WHAT IS REQUIRED >> Continue the passage on kashrut and eco-kashrut below, picking up right after its final sentence.

EXCERPTED TEXT >>
--- --- ---

Our ancestors knew that everything on earth was sacred. The Midrash says: Even those things that we think of as superfluous in the world such as fleas, gnats and flies, every they are part of the creation of the world. God carried out divine purpose through everything, even through a snake, even through a gnat, even through a frog. Nine hundred years ago, Maimonides wrote: “It is forbidden to kill an animal with its young on the same day, so people should be restrained and prevented from killing the two together in such manner that the young is slain in the sight of its mother; for the pain of the animals under such circumstances in very great.” There is no difference in this case between the pain of a human and the pain of other living beings, since the love and tenderness of the mother for her young ones is not produced by reasoning, but by imagination, and this faculty exists not only in humans, but in most living beings.

This is the basis for the laws of kashrut. We don’t eat milk and meat together not because it’s unhealthy, but because we don’t mix the milk of the mother in the meat of her young. Kashrut is a spiritual practice designed to make us morally sensitive and compassionate. We don’t eat lobster or bacon not because they are inferior foods but because limiting what we can eat makes us aware that we cannot kill and eat anything that moves.

The word, ecology, comes from the Latin ecos, meaning house, and logy, meaning study. The world is our house and everything in nature has meaning for us. If we take this idea and pair it with kashrut, we come up with an extended meaning of what it means to be kosher, which means fit.
Eco-kashrut is a contemporary Jewish concept that expands the idea of fitness to everything we consume. Some rabbis today believe that kashrut was a compromise for a primitive people, and that vegetarianism is the highest ethical ideal. And in truth, the laws of kashrut made eating meat so difficult that most Jews until modern times were lucky if they ate meat, meaning red meat and fowl, once a week.

--- --- ---

INFORMATION PROVIDED >>
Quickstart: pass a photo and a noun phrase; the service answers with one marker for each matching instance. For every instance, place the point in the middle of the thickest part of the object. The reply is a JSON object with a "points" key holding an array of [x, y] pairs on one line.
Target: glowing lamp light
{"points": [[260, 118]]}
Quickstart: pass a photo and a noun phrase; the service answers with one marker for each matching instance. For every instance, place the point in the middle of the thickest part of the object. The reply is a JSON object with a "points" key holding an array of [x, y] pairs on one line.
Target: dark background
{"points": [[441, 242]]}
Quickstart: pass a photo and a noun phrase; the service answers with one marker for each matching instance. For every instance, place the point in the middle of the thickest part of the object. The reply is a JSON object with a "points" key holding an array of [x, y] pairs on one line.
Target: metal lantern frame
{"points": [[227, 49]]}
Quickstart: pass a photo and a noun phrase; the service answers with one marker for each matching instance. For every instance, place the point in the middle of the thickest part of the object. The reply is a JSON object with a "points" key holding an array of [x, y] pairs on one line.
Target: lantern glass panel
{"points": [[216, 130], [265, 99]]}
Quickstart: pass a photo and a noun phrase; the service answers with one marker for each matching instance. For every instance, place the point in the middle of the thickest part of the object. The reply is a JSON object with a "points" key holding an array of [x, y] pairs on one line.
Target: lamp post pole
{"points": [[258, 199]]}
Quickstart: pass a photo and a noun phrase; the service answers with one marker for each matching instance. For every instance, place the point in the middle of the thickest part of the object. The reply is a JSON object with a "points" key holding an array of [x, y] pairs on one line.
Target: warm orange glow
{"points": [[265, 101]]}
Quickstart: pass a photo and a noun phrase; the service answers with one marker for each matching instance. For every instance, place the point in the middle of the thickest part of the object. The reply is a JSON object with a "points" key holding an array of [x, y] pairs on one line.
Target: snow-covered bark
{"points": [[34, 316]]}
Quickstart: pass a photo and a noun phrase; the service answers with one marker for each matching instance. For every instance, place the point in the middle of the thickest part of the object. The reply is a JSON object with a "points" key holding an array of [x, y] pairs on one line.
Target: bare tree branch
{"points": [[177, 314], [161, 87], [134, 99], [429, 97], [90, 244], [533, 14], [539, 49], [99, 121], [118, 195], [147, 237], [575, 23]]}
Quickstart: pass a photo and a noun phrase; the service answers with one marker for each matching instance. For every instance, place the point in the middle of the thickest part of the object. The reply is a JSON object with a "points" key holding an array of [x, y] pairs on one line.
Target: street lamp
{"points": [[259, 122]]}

--- --- ---

ANSWER TO THIS EXERCISE >>
How can we apply eco-kashrut to our lives? We might consider eating less meat as a way to sanctify our meals with increased appreciation and awareness, and our denomination is irrelevant. Twenty five years ago, Alexander Schindler proclaimed California grapes treif, unfit, because they were picked by oppressed migrant workers forbidden to unionize. Reform Jews might give up hamburgers because raising cattle depletes a phenomenal amount of land and water. We might give up veal, a food that cause suffering in the raising of the animal. Those of us who gave up red meat years ago because it’s unhealthy, take note. There is a difference between changing our eating habits solely for our own benefit. Of course, if we attempt to lower cholesterol-to live a long life of service, we accomplish two goals with one behavior.

We are not only commanded to follow the law of kashrut, we are commanded to sanctify ourselves by blessing the food we eat. This is also eco-kashrut because it makes us conscious of what it takes to produce what we eat. A piece of bread represents the sacred partnership between us and God that causes wheat to break forth from the earth we till. The raspberry preserves on the bread depend upon a hand that picked and sorted the berries, cooked them, bottled them, and drove the preserves to the market. If that weren’t enough, God gave us the appetite to enjoy the food and the organism to digest it.

A consciousness such as this benefits us in bringing us closer to God and at the same time, may encourage us to be loving stewards of the blessing of the earth.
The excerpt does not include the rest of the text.